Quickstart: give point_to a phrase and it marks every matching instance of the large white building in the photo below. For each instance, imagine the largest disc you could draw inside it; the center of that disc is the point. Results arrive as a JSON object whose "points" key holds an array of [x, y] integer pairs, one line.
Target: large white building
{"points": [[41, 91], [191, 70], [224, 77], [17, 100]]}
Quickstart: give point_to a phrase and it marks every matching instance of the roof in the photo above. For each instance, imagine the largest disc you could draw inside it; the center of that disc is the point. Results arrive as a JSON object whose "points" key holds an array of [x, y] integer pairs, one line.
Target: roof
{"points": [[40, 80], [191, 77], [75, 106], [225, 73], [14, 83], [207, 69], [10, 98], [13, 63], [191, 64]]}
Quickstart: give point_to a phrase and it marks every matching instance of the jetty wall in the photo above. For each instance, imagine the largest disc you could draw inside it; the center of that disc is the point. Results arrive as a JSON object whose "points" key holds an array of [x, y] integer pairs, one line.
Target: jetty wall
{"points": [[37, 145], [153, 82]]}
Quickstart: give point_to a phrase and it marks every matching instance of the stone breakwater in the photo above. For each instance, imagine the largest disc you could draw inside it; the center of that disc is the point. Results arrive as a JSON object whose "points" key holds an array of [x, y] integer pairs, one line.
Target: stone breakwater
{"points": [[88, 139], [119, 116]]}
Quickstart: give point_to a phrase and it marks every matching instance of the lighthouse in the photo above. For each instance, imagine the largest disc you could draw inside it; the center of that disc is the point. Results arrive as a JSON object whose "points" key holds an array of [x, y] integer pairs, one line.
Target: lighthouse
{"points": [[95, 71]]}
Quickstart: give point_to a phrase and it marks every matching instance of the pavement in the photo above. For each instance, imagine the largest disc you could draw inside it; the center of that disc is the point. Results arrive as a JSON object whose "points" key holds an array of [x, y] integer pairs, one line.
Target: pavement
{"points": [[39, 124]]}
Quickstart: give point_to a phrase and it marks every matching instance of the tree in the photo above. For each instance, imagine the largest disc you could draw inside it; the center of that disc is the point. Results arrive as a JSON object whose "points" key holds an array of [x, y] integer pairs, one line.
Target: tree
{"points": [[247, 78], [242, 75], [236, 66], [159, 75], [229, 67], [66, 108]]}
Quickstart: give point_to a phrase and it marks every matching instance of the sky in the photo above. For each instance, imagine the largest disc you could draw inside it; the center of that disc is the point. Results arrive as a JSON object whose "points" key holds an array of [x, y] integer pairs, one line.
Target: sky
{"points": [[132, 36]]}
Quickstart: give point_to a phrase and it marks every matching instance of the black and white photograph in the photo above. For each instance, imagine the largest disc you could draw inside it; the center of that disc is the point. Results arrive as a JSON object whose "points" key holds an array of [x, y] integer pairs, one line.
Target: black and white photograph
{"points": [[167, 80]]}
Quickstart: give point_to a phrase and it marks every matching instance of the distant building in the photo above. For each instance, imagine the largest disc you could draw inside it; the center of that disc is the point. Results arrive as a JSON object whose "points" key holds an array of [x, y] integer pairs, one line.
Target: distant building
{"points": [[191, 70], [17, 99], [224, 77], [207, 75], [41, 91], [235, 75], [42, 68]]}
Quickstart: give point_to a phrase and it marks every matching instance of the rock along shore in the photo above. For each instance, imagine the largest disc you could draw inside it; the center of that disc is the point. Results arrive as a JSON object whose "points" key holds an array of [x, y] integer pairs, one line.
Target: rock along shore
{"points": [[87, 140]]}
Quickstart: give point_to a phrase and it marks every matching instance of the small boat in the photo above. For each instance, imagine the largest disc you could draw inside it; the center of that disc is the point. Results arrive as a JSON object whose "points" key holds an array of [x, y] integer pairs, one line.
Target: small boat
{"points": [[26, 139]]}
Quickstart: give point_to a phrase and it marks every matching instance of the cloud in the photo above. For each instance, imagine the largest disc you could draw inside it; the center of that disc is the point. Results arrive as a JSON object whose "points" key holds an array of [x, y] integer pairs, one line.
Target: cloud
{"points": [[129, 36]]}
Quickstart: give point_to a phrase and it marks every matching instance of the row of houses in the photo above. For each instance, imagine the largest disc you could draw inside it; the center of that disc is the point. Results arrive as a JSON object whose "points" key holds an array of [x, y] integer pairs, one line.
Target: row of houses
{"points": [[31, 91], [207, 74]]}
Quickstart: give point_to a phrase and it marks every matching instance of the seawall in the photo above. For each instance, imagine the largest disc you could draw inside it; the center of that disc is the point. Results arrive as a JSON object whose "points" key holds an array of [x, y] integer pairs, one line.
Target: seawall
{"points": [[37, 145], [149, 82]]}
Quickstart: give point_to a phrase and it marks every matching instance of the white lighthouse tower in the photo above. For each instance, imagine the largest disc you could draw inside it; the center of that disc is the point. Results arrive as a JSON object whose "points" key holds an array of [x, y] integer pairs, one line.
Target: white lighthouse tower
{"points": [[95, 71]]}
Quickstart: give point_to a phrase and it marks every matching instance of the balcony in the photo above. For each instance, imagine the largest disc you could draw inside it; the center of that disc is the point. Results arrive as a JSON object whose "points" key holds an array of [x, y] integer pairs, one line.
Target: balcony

### Direction
Extract every entry in the listing word for word.

### Expected answer
Quickstart: give point_to a phrase and it marks every matching instance of the large white building in the photo below. For each instance, imagine the largest disc you could draw inside it; the center of that disc is the point. Results arrive as a JSON object whose "points" key holds an array of [x, y] integer pairs, one line.
Target: large white building
{"points": [[41, 91], [191, 70], [224, 77], [17, 100]]}
Quickstart: give point_to a phrase and it marks every matching instance of the roof in the photo above. For each instance, imagine the largest disc you could draw inside it; the center of that disc is the point. Results arrive as a JSON object whose "points" key holds an array of [x, y] integer pairs, one line.
Target: roof
{"points": [[40, 80], [191, 77], [75, 106], [225, 73], [14, 83], [207, 69], [10, 98], [13, 63], [191, 64]]}
Quickstart: give point_to a phrase and it marks every matching instance of the jetty wall in the photo above. For each instance, imagine the largest disc you could draw inside it; the center of that disc is the point. Results arrive as a JSON object whose "points" key holds an array of [x, y] integer pairs, one line.
Target: jetty wall
{"points": [[37, 145], [153, 82]]}
Quickstart: give point_to a phrase and it marks every matching instance of the stone breakwater in the photo above. For each instance, imagine the largest disc you could draw inside it; the center of that disc is the point. Results arrive as a JSON object whose "points" key holds an array of [x, y] integer pairs, one line.
Target: stone breakwater
{"points": [[88, 139], [119, 116]]}
Quickstart: give point_to a phrase and it marks every matching instance of the lighthouse in the photo above. For each instance, imagine the largest disc you could draw inside it; the center of that disc is the point. Results arrive as a JSON object whose "points" key holds an array of [x, y] integer pairs, one line.
Target: lighthouse
{"points": [[95, 71]]}
Quickstart: give point_to a phrase and it marks every matching instance of the pavement in the photo above. For each instance, imagine the largest disc you could draw inside it; the center of that disc is the point. Results arrive as a JSON object whose "points" key holds an array of [x, y] integer pairs, one line.
Target: pavement
{"points": [[39, 124]]}
Quickstart: give point_to a phrase and it marks every matching instance of the tree in the photo above. For each instance, imagine the largest disc you could draw inside it; the center of that disc is the point. Results arrive as a JSON object whose "points" key holds an array of [x, y] integer pairs, one line.
Target: tree
{"points": [[247, 78], [242, 75], [236, 66], [159, 75], [229, 67], [66, 108]]}
Quickstart: give point_to a phrase and it marks every matching instance of the sky in the photo above. For each instance, imagine the largest disc you could draw inside it; the center of that disc is the point. Results arrive as a JSON object whose "points" key holds an array of [x, y] integer pairs, one line.
Target: sky
{"points": [[132, 36]]}
Quickstart: give point_to a phrase and it marks every matching instance of the black and white photograph in the photo above. For each instance, imagine the largest disc you could draw inside it; the center of that disc is the point. Results arrive as a JSON object whose "points" key holds an array of [x, y] integer pairs, one line.
Target: black and white photograph
{"points": [[167, 80]]}
Quickstart: give point_to a phrase and it marks every matching instance of the distant building in the photo above. For each instance, imagine the largest disc you could draw inside it; the center of that disc is the point. Results arrive as a JSON object whose "points" key holds an array of [x, y] integer pairs, one line.
Target: distant building
{"points": [[191, 70], [17, 99], [224, 77], [207, 75], [41, 91], [235, 75], [42, 68]]}
Quickstart: give point_to a phrase and it marks every matching instance of the rock along shore in the photo above. For each instance, imagine the largest disc you could draw inside it; the center of that disc is the point. Results arrive as a JSON object whose "points" key holds an array of [x, y] integer pairs, one line.
Target: rock along shore
{"points": [[87, 140]]}
Quickstart: give point_to a phrase and it marks every matching instance of the small boat in the photo above. For each instance, imagine the largest disc you could draw inside it; the center of that disc is the point. Results arrive as a JSON object whose "points" key holds an array of [x, y] integer pairs, one line.
Target: small boat
{"points": [[26, 139]]}
Quickstart: give point_to a phrase and it marks every matching instance of the cloud in the photo above. For each instance, imagine the largest disc you could draw inside it; the center of that disc is the point. Results arrive as a JSON object whose "points" key holds an array of [x, y] integer pairs, one line.
Target: cloud
{"points": [[129, 36]]}
Quickstart: give point_to a phrase and it marks every matching instance of the row of houses in the photo above. For each instance, imagine the largest disc you could draw inside it; the center of that disc is the point. Results arrive as a JSON object whose "points" key holds an array of [x, y] integer pairs, one line.
Target: row of houses
{"points": [[31, 91], [207, 74]]}
Quickstart: give point_to a phrase and it marks every matching instance of the seawall in the photo above. For each instance, imagine the largest disc you could draw inside it; the center of that disc is the point. Results arrive as a JSON object whose "points" key holds an array of [x, y] integer pairs, one line.
Target: seawall
{"points": [[37, 145], [149, 82]]}
Quickstart: give point_to a phrase and it marks every matching instance of the white lighthouse tower in the photo above. For each instance, imagine the largest disc you could draw inside it; the center of that disc is the point. Results arrive as a JSON object whose "points" key holds an array of [x, y] integer pairs, one line.
Target: white lighthouse tower
{"points": [[95, 71]]}
Quickstart: give point_to a phrase and it marks every matching instance of the balcony in the photo above. For each instance, imagine the largest disc you could draw inside it; the center of that disc is the point. Results arrive as a JSON object whose "points" key holds an array of [x, y] integer pairs, one line.
Target: balcony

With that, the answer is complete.